[What you will do] Word for word, transcribe the listing that follows, minus any pictures.

[Material for the task]
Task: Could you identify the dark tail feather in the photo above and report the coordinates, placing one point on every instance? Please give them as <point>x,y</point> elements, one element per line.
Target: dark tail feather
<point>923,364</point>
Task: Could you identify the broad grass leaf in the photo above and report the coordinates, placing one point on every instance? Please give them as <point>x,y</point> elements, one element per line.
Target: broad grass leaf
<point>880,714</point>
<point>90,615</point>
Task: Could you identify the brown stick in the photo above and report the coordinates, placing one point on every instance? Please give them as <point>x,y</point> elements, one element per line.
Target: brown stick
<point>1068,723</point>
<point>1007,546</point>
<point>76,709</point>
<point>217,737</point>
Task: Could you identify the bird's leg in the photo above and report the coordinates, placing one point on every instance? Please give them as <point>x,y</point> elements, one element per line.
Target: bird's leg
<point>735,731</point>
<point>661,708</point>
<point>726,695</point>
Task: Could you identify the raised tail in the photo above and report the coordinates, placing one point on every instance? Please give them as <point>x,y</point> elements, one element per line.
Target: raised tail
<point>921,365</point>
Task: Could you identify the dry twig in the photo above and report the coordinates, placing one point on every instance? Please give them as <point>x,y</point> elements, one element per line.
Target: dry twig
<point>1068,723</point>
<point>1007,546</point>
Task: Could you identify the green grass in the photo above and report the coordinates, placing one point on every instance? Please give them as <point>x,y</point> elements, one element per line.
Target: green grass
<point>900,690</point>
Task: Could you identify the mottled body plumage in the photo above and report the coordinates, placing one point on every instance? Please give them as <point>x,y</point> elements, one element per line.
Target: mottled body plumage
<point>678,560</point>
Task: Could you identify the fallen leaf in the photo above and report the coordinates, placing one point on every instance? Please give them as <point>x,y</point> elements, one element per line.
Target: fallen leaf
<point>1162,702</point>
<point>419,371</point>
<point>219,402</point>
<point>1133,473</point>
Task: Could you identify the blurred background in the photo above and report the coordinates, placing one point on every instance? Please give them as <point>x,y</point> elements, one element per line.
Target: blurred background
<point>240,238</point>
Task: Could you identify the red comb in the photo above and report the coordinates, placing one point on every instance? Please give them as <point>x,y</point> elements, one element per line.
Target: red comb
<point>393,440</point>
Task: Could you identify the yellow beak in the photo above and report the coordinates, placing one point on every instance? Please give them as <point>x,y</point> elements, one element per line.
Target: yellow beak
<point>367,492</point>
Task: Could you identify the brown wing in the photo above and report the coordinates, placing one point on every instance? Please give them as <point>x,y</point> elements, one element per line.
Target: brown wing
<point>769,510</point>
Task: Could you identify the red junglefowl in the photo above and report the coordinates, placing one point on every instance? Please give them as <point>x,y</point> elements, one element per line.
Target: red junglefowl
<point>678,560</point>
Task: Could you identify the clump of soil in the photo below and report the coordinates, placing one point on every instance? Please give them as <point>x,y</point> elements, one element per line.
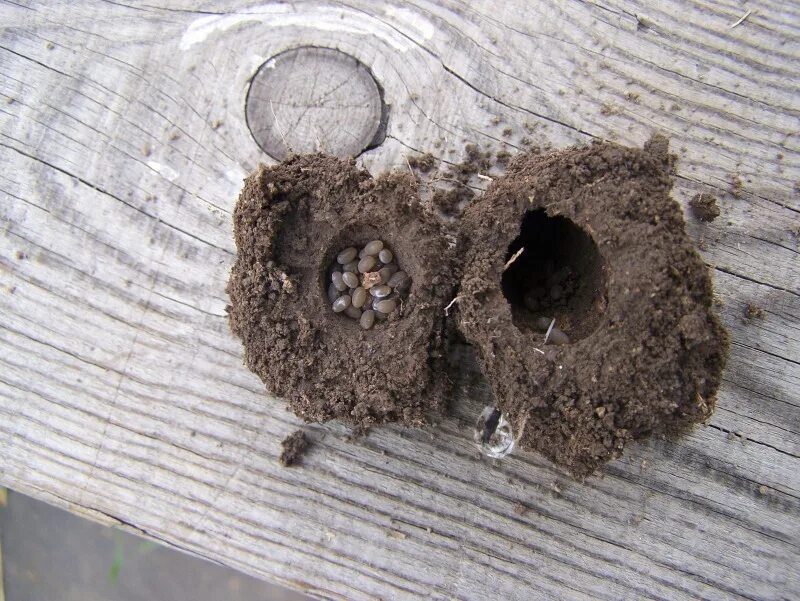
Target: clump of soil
<point>290,222</point>
<point>424,163</point>
<point>704,207</point>
<point>752,311</point>
<point>607,257</point>
<point>294,447</point>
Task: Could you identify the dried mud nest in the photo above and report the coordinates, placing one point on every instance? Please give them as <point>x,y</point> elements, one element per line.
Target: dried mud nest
<point>575,281</point>
<point>290,224</point>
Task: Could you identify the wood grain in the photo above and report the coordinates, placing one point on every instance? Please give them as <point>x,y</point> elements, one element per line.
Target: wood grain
<point>305,95</point>
<point>123,396</point>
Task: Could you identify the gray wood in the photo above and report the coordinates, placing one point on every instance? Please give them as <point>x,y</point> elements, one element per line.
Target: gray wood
<point>314,100</point>
<point>123,396</point>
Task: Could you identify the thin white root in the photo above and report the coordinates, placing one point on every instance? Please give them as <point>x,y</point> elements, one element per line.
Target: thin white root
<point>278,127</point>
<point>550,329</point>
<point>741,19</point>
<point>452,302</point>
<point>514,258</point>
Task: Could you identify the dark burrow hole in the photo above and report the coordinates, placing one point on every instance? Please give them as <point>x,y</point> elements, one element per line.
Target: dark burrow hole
<point>559,275</point>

[Exercise output]
Task: Could you identify the dark tail feather in the photo above and report the coordinates, placing one point on every instance? Please give them as <point>x,y</point> elements, one element per line.
Target: dark tail feather
<point>923,364</point>
Task: Could you identify the broad grass leaf in the photo above and report the coordinates, placing one point on every instance? Please give them as <point>x,y</point> elements, one element per line.
Target: broad grass leaf
<point>880,714</point>
<point>90,615</point>
Task: Could you identify the brown stick in the photo above and report the coordinates, placing one point on every instance? Please give them as <point>x,y</point> elements, one element per line.
Target: brown stick
<point>1068,723</point>
<point>1007,546</point>
<point>76,709</point>
<point>217,737</point>
Task: Could you identify the bird's leg in the photo above and report the coordinates, placing one point on every instance? Please give them as <point>x,y</point> elements, one element per line.
Target: bird's leg
<point>735,731</point>
<point>661,708</point>
<point>726,695</point>
Task: Could you identify the raised tail in the photo above and report the coordinates, placing one point on every instance? Please give them as <point>x,y</point> elements, one element per line.
Target: raised tail
<point>921,365</point>
Task: Could you identify the dry twig in the photo above and report the coordinates, placing one point on every instance? Please give them as <point>x,y</point> elements, one element per line.
Target: dry twig
<point>1068,723</point>
<point>1007,546</point>
Task: Could you identify the green grass in the photo above and report the coordinates, placing one point on every instance? Please give them as <point>x,y</point> elements, one element per line.
Target: green grass
<point>900,690</point>
Task: Could you identify the mottled body plumage in the photo above and report the coordinates, placing one point on every instance? Please give them as <point>x,y</point> elements, one element per line.
Target: mottled body plumage
<point>678,560</point>
Task: Could you identify the fallen leaf in the photo above and report the coordinates, placing one point on every instance? Please give them as <point>x,y</point> elements, one element per line.
Target: fallen leaf
<point>1162,702</point>
<point>419,371</point>
<point>219,402</point>
<point>1133,473</point>
Task: Could you identify the blurred background in the photo above and report the coordinates, placing one point on every instance? Please give them as <point>x,y</point> elements, one element per line.
Target: blurred background
<point>240,238</point>
Task: Could you identify the red comb in the photo above and report the coordinates, placing one point on every instance? Please give them as <point>x,y</point> elements, one element per line.
Target: red comb
<point>393,440</point>
Task: Could you identify the yellow beak in the photo above and report the coordinates, placing one point on every instance? Please give them as <point>x,y</point> elements, one element per line.
Target: yellow beak
<point>367,492</point>
Task: Could you identify the brown wing in the photo above and report the coordinates, placing one point on every instance? Please give them as <point>x,y</point> elements, one element per line.
Target: brown wing
<point>769,510</point>
Task: Could you identify the red junglefowl in the photo above and report the coordinates, placing one point on every instance? Please give them as <point>x,y</point> elements, one element per line.
Target: red junglefowl
<point>678,560</point>
Task: Could you identify the clump of soil in the photo below and report the coordinates, placing one point on every instance? Please give them as <point>x,y</point> elements, one element per line.
Target: clump of soil
<point>290,222</point>
<point>424,163</point>
<point>704,207</point>
<point>752,311</point>
<point>607,257</point>
<point>294,447</point>
Task: Could you identify the dried mud nest in the photo above and report the coordinates, placing one point on every instance? Please give them as <point>x,y</point> elements, one element per line.
Target: dried mud nest
<point>575,281</point>
<point>290,224</point>
Task: Could you identify the wood grain in the photo above and report the coordinates, placing one point on every instance? Please give them as <point>x,y</point> elements, one element per line.
Target: wood grain
<point>305,95</point>
<point>123,396</point>
Task: Could you identify the gray wood in the photo above and report the coordinates, placing one point on every instance? Please give them as <point>x,y</point> elements, one element per line.
Target: gray wood
<point>314,100</point>
<point>123,396</point>
Task: Could you identify the thin white root in the photo above and report the coordinates, placing one point on every instance? Please give them as <point>x,y</point> elements, one element per line.
Target: thin white root
<point>278,127</point>
<point>550,329</point>
<point>741,19</point>
<point>452,302</point>
<point>514,258</point>
Task: Could you identify the dark burrow hole in the photo above and report the coordinates, placing one point on every instance? Please give them as <point>x,y</point> elements, one element per line.
Target: dark burrow hole
<point>559,275</point>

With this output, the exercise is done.